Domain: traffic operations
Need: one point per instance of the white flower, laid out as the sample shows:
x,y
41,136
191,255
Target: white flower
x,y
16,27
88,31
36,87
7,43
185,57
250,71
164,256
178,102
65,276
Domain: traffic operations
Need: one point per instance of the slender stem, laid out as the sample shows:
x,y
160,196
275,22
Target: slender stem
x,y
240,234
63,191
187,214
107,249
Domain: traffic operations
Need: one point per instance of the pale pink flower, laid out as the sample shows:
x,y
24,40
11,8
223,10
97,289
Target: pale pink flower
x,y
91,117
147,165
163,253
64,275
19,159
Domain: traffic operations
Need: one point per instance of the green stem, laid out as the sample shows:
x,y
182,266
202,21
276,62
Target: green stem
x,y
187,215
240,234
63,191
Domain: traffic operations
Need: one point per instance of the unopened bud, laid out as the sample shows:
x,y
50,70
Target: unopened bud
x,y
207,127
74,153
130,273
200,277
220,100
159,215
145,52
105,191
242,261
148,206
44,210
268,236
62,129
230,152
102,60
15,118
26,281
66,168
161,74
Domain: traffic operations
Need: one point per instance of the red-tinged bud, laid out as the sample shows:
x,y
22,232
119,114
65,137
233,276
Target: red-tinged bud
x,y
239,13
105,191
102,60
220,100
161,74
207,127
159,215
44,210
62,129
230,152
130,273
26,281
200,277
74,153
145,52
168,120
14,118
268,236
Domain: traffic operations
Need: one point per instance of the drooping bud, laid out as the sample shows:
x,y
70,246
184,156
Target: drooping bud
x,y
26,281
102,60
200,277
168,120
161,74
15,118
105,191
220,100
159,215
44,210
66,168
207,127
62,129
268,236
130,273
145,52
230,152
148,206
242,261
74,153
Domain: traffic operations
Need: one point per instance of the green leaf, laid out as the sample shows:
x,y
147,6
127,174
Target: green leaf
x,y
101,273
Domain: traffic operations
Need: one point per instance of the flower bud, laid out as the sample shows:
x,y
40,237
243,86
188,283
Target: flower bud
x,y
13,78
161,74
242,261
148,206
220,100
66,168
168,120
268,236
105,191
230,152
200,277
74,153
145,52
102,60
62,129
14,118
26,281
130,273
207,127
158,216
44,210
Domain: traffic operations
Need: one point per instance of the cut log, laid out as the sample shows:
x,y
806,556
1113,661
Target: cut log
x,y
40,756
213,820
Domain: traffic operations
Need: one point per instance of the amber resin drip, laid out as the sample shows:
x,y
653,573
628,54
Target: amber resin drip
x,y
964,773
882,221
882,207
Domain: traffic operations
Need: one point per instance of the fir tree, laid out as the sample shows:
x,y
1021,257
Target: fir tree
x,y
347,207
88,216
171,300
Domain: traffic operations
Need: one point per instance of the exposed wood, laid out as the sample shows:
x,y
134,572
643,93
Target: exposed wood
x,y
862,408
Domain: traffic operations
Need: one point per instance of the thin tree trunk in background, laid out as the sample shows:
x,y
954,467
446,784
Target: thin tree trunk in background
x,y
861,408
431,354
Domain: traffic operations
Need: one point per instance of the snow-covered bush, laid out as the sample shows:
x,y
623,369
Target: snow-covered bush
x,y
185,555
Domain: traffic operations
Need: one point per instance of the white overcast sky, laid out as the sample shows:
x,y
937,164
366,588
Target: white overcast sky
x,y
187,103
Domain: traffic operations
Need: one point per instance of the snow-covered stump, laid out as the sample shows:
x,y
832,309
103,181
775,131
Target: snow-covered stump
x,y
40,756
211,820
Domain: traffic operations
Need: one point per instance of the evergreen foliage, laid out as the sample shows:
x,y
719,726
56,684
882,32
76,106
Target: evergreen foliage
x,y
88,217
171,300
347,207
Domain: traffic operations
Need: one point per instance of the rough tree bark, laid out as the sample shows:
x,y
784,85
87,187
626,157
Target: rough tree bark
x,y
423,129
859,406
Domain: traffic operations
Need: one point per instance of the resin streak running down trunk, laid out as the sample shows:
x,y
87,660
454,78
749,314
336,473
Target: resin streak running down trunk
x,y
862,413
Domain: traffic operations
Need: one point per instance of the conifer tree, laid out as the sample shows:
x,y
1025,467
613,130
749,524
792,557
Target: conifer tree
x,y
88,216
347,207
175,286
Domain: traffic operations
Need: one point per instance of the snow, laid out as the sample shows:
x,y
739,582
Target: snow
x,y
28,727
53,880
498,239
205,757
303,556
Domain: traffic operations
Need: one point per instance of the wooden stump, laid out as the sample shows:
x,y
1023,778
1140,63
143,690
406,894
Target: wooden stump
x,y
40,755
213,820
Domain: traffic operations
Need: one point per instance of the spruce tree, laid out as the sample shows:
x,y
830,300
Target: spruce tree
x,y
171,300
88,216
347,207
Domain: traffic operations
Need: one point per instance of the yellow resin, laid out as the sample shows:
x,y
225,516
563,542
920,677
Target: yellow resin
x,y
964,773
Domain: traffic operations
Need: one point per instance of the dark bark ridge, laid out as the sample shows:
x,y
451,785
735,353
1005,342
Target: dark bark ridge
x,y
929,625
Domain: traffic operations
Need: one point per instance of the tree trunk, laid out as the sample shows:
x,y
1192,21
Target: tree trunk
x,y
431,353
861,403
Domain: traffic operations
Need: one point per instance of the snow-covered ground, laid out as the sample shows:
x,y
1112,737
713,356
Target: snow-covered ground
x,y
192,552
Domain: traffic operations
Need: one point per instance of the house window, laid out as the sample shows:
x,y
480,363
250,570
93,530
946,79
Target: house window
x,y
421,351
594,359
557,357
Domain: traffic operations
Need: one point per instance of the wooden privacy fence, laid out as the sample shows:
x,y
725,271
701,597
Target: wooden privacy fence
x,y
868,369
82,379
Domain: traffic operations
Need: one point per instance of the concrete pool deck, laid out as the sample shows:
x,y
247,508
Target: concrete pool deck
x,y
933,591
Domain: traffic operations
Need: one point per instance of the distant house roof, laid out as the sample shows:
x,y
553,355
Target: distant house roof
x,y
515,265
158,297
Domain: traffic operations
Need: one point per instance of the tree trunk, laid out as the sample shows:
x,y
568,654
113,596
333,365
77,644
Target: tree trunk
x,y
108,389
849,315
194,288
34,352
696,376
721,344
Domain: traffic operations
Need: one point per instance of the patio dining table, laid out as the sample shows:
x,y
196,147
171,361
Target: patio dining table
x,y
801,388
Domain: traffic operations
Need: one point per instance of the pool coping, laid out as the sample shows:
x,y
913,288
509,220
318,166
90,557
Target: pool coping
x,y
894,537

### TASK PROMPT
Line by line, transcribe the material above without leaving anything out.

### RESPONSE
Domain: traffic operations
Need: one point per instance of the white flower, laid out as the sample shows:
x,y
41,136
191,255
Target: white flower
x,y
16,27
88,31
36,87
7,43
185,57
250,71
164,256
178,102
65,276
Domain: traffic operations
Need: one point per instance of the slender stem, laid out as the sample shows:
x,y
160,196
275,22
Target: slender stem
x,y
240,234
63,191
187,214
107,249
Domain: traffic operations
Need: one point per instance of the pale pink flower, laid out as the sample shows:
x,y
24,40
11,8
223,10
97,289
Target: pale pink flower
x,y
91,117
147,165
163,253
64,275
19,159
Domain: traffic operations
Need: one point per instance of the green stem, laid out as the sample shows:
x,y
182,266
202,21
276,62
Target: green stem
x,y
187,215
240,234
63,191
Domain: traffic operations
Need: one point per instance of the unopened bud, laid out as the sample shows:
x,y
50,70
Target: unopened bud
x,y
207,127
74,153
130,273
200,277
220,100
159,215
145,52
105,191
242,261
148,206
44,210
268,236
62,129
230,152
102,60
15,118
26,281
66,168
161,74
Domain: traffic operations
Need: one point per instance of the red-tinged bud, laid out as the sample shows:
x,y
22,232
119,114
65,137
233,276
Target: red-tinged bud
x,y
239,13
105,191
102,60
220,100
161,74
207,127
159,215
44,210
62,129
230,152
130,273
26,281
200,277
74,153
145,52
168,120
14,118
268,236
Domain: traffic operations
Need: one point per instance of the drooping bud, laid out as the sample shows:
x,y
70,246
184,156
Target: drooping bud
x,y
26,281
102,60
200,277
168,120
161,74
15,118
105,191
220,100
159,215
44,210
66,168
207,127
62,129
268,236
130,273
145,52
230,152
148,206
242,261
74,153
Domain: traffic operations
Need: one point per instance of the green leaf, laid out as the sample shows:
x,y
147,6
127,174
Target: green leaf
x,y
101,273
Domain: traffic operations
Need: one point per instance of the flower bud, laid out as the sample shows:
x,y
40,237
243,86
188,283
Target: flower bud
x,y
13,78
161,74
242,261
148,206
220,100
66,168
168,120
268,236
105,191
230,152
200,277
74,153
145,52
102,60
62,129
14,118
26,281
130,273
207,127
158,216
44,210
Domain: traffic operations
Need: one point per instance of the cut log, laid out as the sample shows:
x,y
806,556
1113,661
Target: cut log
x,y
40,756
213,820
Domain: traffic operations
Need: one point per instance of the amber resin drip, laid out as the sample shows:
x,y
653,573
628,54
Target: amber resin drip
x,y
964,773
882,221
882,207
Domain: traffic operations
Need: one point per instance of the fir tree, laid out as the sample shows:
x,y
1021,257
Target: fir tree
x,y
347,207
88,216
171,300
Domain: traffic operations
Need: one point per instance of the exposed wood, laid out as the sample shows:
x,y
134,572
643,93
Target: exposed wood
x,y
862,408
Domain: traffic operations
Need: one point per instance of the thin tree trunk in background, laid out as the sample shows:
x,y
954,467
446,784
Target: thin tree trunk in background
x,y
861,408
431,354
Domain: traffic operations
Need: one point per instance of the snow-covered bush, laid out as the sample shows:
x,y
623,369
Target: snow-covered bush
x,y
185,555
Domain: traffic operations
Need: one point per instance of the white overcast sky, laid out as the sample shows:
x,y
937,164
366,588
Target: white overcast sky
x,y
187,103
Domain: traffic operations
Need: one point per instance of the snow-covered stump, laid out as the sample shows:
x,y
832,309
103,181
775,131
Target: snow-covered stump
x,y
40,756
211,820
Domain: traffic operations
Need: one point per instance of the evergreen foliage, laid out as the sample shows:
x,y
719,726
56,684
882,32
76,106
Target: evergreen foliage
x,y
88,217
171,300
347,207
Domain: traffic operations
Need: one point per instance of the rough tree bark, laid out as the sample shows:
x,y
784,85
87,187
626,157
Target: rough tree bark
x,y
423,129
859,406
Domain: traffic operations
Need: one point per instance of the resin streak running down trunk, laid out as the sample shows:
x,y
87,660
454,78
749,314
336,473
Target: resin streak running down trunk
x,y
862,413
Domain: traffic operations
Need: one point per instance of the conifer tree, laid out as the sample shows:
x,y
1025,467
613,130
749,524
792,557
Target: conifer tree
x,y
88,216
347,207
175,286
Domain: traffic operations
Need: one point per instance of the snow, laid out as the sample shows:
x,y
739,582
Target: snow
x,y
28,727
53,880
498,239
205,757
303,556
Domain: traffic operations
Need: one point per instance of the wooden stump, laid out as the sample shows:
x,y
1023,778
1140,63
143,690
406,894
Target: wooden stump
x,y
40,755
213,820
Domain: traffic operations
Need: one point per instance of the spruce tree, laid out as the sample shows:
x,y
830,300
Target: spruce tree
x,y
171,300
88,216
347,207
Domain: traffic operations
Need: one point per instance of the yellow resin, laid out as the sample shows:
x,y
225,516
563,542
920,677
Target: yellow resin
x,y
964,773
Domain: traffic operations
Need: one point per instance of the dark bark ridge, laid out as the sample shows:
x,y
451,785
735,353
1005,342
Target: dark bark ridge
x,y
929,625
Domain: traffic operations
Need: one point per instance of the tree trunk, laid out as the sample shows:
x,y
1192,21
Target: tree trunk
x,y
431,353
861,403
Domain: traffic operations
Need: one point per instance of the snow-covered ground, laid out as the sample shows:
x,y
1112,737
713,356
Target: snow-covered ground
x,y
192,552
Domain: traffic operations
Need: one point per instance of the house window, laid out as the sample shows:
x,y
480,363
250,570
93,530
946,79
Target: house window
x,y
421,351
594,359
557,357
Domain: traffic operations
Need: one point per instance of the wooden privacy fence, laid out as the sample shows:
x,y
725,271
701,597
Target: wooden privacy fence
x,y
868,369
82,379
Domain: traffic operations
Need: one point per instance of the concrete pool deck, laid out as the sample shows:
x,y
247,508
Target: concrete pool deck
x,y
933,591
Domain: traffic operations
Need: one point per instance of the distant house roof, laid out as the sample shows:
x,y
553,355
Target: distant house roof
x,y
515,265
158,297
Domain: traffic operations
Need: one point per instance of the tree trunk, laid out as the sample shows:
x,y
568,654
113,596
333,365
77,644
Target: tree trunk
x,y
108,389
849,315
194,288
34,352
696,376
721,344
Domain: traffic operations
Need: one point per instance of the patio dining table, laid out as the sample shows:
x,y
196,147
171,361
Target: patio dining table
x,y
801,388
Domain: traffic operations
Need: one point per instance of the pool coping, laid out as the sample shows:
x,y
913,288
509,220
318,166
90,557
Target: pool coping
x,y
894,537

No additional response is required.